=== REQUIREMENTS ===
Convert the data, from its first line through the line containing "[[[327,1],[172,0],[148,12],[327,158]]]", into a JSON list of strings, one string per line. Omit blank lines.

○ ○ ○ ○ ○ ○ ○

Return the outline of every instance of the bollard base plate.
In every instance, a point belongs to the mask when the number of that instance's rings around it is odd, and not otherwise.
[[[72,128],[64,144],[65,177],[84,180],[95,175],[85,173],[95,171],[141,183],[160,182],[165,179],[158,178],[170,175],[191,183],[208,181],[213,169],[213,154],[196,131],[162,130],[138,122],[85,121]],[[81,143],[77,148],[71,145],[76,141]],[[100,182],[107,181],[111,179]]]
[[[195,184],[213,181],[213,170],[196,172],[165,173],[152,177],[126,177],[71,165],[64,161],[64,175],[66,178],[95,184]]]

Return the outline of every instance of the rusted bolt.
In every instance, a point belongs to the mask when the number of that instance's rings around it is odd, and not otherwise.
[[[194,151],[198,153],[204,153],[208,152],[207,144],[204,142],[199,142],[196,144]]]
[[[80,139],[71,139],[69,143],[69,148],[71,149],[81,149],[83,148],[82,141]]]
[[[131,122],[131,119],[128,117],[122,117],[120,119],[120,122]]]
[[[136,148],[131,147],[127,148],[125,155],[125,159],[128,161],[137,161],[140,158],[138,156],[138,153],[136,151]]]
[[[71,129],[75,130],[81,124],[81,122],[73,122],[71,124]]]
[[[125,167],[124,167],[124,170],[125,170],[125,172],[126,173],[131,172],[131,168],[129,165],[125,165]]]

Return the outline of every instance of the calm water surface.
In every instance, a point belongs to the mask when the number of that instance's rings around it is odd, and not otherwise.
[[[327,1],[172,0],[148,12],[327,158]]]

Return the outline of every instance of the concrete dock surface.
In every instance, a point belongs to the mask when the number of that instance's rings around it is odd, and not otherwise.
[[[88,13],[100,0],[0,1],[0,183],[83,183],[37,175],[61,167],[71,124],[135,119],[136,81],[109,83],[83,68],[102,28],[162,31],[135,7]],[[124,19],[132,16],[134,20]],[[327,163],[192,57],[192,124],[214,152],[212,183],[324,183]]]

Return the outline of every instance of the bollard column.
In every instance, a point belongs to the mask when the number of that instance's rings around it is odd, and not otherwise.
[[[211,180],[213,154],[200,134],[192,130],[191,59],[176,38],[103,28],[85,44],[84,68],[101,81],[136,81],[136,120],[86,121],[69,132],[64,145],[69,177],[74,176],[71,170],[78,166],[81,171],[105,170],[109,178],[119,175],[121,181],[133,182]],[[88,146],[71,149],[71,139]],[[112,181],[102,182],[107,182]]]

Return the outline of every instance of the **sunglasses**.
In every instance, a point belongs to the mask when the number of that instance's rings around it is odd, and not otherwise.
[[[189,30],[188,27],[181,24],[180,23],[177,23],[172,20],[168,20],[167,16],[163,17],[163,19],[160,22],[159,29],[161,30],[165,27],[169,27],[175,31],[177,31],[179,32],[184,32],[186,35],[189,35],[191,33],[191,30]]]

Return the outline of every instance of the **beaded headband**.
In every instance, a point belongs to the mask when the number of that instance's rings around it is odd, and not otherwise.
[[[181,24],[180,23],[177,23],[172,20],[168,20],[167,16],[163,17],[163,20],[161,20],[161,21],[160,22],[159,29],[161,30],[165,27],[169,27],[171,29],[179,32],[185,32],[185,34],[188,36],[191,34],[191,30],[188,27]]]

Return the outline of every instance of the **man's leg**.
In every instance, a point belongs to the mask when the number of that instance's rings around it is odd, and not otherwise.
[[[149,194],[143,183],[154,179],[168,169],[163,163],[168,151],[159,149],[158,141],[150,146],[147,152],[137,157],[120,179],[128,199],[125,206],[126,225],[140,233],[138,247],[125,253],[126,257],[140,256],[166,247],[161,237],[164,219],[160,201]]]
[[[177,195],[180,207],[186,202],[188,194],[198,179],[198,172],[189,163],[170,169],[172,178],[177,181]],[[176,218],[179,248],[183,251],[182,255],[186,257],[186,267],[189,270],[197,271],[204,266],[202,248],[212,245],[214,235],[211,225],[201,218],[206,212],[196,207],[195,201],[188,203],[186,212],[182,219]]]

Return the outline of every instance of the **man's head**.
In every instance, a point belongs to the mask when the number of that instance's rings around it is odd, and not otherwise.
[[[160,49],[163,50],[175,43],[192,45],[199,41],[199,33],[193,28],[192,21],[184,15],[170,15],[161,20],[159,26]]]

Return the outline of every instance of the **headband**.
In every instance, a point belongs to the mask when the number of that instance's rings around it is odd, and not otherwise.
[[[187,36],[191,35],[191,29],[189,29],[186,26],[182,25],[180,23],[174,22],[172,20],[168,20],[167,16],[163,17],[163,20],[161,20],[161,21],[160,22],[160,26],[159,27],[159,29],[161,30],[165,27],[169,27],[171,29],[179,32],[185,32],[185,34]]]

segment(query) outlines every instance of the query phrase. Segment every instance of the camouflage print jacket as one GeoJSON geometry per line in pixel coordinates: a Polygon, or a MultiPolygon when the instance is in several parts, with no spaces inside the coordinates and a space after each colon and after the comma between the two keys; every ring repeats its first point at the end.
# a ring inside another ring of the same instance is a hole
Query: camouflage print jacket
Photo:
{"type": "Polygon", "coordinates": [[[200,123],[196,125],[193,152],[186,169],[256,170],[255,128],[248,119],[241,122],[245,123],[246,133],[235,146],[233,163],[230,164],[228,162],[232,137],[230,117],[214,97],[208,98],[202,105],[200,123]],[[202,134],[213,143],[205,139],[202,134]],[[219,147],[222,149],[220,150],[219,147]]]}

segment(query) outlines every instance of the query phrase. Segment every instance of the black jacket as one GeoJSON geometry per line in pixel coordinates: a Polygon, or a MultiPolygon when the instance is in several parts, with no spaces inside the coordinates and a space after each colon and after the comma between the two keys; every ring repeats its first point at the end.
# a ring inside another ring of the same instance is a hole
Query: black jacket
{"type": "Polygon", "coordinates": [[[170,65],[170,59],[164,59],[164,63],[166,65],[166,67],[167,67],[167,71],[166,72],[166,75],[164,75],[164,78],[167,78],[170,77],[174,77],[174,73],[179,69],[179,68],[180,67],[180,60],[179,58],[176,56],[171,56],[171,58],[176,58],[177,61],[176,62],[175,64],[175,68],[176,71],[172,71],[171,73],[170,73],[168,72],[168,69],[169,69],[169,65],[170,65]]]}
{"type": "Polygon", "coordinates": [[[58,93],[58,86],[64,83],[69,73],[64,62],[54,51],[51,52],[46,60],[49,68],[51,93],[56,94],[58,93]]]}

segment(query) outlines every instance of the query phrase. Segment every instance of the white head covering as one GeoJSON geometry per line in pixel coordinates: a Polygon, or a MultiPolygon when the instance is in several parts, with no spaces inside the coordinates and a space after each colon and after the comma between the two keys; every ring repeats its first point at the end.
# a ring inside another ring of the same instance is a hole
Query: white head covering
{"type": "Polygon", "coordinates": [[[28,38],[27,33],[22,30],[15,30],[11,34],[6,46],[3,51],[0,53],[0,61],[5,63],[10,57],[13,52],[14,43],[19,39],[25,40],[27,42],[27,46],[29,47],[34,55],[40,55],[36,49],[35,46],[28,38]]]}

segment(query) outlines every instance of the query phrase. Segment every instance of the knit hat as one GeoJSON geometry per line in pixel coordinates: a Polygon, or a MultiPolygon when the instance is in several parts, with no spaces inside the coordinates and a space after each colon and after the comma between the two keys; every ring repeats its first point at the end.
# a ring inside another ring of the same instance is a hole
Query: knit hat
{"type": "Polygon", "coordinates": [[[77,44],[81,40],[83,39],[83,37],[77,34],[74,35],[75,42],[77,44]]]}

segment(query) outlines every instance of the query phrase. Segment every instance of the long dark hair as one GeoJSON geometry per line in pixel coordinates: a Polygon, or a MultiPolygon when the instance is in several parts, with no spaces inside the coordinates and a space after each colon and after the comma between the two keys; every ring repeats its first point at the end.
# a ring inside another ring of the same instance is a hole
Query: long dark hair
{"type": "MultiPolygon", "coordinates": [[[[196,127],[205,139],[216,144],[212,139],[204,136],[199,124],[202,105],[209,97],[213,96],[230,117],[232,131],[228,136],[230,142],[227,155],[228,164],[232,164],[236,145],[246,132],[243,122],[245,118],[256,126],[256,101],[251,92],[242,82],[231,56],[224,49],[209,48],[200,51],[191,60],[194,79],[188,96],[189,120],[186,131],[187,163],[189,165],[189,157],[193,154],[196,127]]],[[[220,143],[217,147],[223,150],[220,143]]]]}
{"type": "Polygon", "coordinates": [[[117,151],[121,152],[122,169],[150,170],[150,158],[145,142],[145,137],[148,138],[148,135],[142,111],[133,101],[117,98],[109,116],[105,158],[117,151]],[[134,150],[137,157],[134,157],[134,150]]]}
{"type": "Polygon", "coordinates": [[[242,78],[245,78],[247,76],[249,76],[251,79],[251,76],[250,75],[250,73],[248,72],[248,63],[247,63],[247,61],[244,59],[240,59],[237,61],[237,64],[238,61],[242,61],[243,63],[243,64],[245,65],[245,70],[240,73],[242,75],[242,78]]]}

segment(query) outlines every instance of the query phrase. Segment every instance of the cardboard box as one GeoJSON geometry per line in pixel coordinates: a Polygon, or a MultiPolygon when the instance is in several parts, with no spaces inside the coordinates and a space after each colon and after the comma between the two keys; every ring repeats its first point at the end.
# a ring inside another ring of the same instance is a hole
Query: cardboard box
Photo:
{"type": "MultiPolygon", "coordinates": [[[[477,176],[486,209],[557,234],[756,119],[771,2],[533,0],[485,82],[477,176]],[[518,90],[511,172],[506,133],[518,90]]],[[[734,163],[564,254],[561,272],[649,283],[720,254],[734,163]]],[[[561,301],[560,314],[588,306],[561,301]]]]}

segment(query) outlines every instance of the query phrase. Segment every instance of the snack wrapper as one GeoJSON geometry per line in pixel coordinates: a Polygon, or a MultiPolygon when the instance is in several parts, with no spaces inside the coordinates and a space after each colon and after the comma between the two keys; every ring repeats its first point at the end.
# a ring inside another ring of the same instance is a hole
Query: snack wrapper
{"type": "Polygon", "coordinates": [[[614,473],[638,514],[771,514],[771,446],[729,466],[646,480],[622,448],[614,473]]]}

○ ○ ○ ○ ○ ○ ○

=== COMPLETE ANSWER ===
[
  "Return the outline of every instance of the bollard base plate.",
  "In every instance, a point belongs to the mask when the number of that instance's rings around it is odd, and not otherwise.",
  "[[[72,128],[64,144],[65,177],[84,180],[95,175],[85,173],[95,171],[141,183],[160,182],[165,179],[158,178],[170,175],[191,183],[208,181],[213,169],[213,154],[196,131],[162,130],[138,122],[85,121]],[[81,143],[77,148],[71,145],[76,141]],[[100,182],[107,181],[111,179]]]",
  "[[[195,184],[213,181],[213,170],[196,172],[165,173],[152,177],[126,177],[71,165],[64,161],[64,175],[66,178],[95,184]]]",
  "Return the outline of every instance of the rusted bolt.",
  "In every instance, a point belongs to the mask when the number of that instance's rings around it is odd, and not otherwise.",
  "[[[194,151],[198,153],[204,153],[208,152],[207,144],[204,142],[199,142],[196,144]]]",
  "[[[80,139],[71,139],[69,143],[69,148],[71,149],[81,149],[83,148],[82,141]]]",
  "[[[131,122],[131,119],[128,117],[122,117],[120,119],[120,122]]]",
  "[[[136,148],[131,147],[127,148],[125,155],[125,159],[128,161],[137,161],[140,158],[138,156],[138,153],[136,151]]]",
  "[[[71,129],[75,130],[81,124],[81,122],[73,122],[71,124]]]",
  "[[[125,167],[124,167],[124,170],[125,170],[125,172],[126,173],[131,172],[131,168],[129,165],[125,165]]]",
  "Return the outline of every instance of the calm water surface.",
  "In every instance, a point belongs to the mask when the number of that instance's rings around it is odd, and not otherwise.",
  "[[[327,1],[172,0],[148,12],[327,158]]]"
]